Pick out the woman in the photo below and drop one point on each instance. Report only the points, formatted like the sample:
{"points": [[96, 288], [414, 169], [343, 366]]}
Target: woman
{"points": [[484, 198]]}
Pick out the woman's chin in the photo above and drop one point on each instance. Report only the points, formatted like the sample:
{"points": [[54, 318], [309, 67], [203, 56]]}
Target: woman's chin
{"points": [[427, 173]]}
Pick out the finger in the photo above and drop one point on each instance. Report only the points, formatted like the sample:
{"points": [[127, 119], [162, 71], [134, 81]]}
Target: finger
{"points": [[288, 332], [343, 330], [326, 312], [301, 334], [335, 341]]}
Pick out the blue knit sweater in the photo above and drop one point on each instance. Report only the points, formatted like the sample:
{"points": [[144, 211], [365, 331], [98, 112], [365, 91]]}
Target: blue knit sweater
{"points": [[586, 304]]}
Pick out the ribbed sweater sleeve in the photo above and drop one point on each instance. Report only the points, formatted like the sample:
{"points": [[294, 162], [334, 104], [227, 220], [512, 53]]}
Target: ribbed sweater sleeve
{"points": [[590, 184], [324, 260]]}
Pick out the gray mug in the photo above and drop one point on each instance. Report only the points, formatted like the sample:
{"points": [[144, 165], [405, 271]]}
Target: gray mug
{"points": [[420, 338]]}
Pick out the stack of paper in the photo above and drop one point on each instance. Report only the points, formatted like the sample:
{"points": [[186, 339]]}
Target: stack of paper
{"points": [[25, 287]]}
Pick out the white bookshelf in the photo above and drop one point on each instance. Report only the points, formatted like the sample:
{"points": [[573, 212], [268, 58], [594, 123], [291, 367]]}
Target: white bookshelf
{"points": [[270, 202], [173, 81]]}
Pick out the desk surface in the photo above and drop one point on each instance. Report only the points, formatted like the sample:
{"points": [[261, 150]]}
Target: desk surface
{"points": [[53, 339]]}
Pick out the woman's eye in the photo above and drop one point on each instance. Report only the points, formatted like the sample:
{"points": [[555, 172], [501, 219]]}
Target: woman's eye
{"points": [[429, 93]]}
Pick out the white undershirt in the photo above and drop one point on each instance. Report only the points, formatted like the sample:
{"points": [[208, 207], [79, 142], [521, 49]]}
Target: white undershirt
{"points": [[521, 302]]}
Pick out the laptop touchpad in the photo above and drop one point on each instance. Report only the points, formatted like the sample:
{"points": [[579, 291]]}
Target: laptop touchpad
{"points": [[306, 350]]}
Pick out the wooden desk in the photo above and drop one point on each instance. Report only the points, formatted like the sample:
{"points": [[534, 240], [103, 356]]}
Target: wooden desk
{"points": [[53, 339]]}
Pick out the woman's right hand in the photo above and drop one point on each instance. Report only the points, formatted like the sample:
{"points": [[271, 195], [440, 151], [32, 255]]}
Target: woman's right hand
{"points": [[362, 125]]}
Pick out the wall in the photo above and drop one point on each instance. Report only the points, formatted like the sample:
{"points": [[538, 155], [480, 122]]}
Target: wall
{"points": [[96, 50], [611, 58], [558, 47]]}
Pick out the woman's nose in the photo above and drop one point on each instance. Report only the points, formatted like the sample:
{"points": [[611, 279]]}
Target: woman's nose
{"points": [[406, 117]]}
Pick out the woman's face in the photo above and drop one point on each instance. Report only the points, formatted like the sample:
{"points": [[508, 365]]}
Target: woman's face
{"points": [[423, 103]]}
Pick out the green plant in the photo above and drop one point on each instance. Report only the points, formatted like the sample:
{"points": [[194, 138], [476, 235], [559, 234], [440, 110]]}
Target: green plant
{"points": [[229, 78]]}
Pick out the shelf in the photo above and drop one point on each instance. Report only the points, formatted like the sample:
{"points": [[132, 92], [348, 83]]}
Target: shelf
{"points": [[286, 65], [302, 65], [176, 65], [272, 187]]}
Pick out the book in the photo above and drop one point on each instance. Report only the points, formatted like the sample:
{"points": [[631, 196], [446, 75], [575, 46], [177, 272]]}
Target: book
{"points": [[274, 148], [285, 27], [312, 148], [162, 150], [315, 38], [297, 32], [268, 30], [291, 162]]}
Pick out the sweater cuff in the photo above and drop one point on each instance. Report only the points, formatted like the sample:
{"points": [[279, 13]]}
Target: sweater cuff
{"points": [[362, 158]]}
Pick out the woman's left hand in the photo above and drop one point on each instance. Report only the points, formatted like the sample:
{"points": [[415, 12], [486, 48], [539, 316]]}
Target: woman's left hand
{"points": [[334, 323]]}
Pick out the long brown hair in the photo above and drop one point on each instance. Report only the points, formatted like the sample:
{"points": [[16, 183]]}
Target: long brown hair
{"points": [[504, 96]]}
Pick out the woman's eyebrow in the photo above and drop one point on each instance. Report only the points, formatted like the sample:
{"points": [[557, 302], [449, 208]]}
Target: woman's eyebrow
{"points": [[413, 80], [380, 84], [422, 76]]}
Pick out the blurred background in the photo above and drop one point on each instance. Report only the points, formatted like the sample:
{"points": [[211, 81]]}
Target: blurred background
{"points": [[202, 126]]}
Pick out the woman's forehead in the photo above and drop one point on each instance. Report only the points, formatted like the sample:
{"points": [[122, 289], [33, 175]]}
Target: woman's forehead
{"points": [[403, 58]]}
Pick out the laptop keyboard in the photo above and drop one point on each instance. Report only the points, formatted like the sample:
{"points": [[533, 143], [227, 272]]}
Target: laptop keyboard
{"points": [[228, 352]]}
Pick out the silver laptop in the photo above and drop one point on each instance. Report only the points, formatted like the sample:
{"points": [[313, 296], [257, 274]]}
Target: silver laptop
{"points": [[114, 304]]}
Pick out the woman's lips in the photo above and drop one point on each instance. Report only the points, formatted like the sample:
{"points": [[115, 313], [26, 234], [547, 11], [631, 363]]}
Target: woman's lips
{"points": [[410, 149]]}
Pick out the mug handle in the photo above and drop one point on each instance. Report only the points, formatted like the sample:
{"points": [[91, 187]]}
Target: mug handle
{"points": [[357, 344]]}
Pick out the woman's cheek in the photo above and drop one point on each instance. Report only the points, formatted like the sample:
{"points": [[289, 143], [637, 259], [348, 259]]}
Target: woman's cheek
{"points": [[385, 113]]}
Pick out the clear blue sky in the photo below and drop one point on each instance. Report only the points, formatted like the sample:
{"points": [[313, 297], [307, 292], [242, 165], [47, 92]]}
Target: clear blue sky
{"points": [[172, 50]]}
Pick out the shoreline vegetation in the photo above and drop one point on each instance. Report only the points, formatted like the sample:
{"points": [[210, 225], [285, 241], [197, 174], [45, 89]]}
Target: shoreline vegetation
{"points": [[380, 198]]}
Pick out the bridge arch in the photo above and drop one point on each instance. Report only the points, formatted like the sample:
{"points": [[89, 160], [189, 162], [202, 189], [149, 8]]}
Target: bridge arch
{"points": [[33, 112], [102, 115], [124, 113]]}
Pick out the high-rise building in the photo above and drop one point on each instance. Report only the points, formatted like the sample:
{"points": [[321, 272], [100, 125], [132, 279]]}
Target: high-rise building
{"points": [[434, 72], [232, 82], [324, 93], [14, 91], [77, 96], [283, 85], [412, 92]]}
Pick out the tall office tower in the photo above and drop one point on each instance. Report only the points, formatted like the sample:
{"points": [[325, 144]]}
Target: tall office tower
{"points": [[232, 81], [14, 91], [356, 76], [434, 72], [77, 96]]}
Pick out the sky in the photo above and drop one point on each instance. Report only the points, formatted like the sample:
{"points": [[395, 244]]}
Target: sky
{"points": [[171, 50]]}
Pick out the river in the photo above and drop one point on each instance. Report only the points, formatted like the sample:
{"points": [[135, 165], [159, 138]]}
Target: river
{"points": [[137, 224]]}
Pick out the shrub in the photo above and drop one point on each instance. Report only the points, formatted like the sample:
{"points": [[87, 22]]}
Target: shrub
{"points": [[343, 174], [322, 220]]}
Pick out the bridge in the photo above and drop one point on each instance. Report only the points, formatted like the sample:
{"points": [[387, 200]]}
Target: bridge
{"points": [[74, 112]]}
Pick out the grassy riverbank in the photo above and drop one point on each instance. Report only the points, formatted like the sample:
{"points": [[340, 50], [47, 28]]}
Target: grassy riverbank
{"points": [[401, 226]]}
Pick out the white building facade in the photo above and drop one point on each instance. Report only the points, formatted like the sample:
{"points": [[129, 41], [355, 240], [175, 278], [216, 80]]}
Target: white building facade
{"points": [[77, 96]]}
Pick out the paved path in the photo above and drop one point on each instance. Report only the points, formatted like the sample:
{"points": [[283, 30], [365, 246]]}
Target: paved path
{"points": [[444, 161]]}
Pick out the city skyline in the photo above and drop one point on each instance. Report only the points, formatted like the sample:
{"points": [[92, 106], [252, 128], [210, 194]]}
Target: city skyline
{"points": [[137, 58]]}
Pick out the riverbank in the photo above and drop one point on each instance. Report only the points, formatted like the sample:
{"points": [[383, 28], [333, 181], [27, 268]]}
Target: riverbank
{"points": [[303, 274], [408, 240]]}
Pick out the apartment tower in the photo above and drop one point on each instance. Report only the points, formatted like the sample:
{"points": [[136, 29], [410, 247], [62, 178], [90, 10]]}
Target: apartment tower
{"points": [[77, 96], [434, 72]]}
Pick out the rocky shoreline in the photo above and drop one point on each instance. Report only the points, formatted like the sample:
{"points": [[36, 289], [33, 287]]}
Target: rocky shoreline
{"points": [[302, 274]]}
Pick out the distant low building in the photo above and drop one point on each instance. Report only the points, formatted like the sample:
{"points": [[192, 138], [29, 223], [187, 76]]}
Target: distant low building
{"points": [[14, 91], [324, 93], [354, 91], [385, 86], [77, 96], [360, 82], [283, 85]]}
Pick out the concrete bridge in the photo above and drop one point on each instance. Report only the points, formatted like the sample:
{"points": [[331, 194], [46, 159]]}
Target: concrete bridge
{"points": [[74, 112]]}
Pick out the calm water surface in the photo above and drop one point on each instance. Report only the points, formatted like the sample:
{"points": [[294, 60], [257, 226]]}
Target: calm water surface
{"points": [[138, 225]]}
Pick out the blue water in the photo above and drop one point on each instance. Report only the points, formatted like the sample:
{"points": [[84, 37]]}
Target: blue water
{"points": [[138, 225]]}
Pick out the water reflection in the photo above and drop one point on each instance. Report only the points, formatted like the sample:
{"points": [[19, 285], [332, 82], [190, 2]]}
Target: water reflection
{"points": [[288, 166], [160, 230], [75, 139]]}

::::::

Aim of the task: Set down, exactly as they appear, the line holding "Target: blue water" and every line after it until the records end.

Output for this exercise:
Target: blue water
{"points": [[138, 225]]}
Pick out the water reflection in the photo above and drop one point on each instance. Report only the points, formatted like the sample:
{"points": [[19, 285], [332, 82], [190, 2]]}
Target: water reflection
{"points": [[288, 166], [160, 230], [75, 139]]}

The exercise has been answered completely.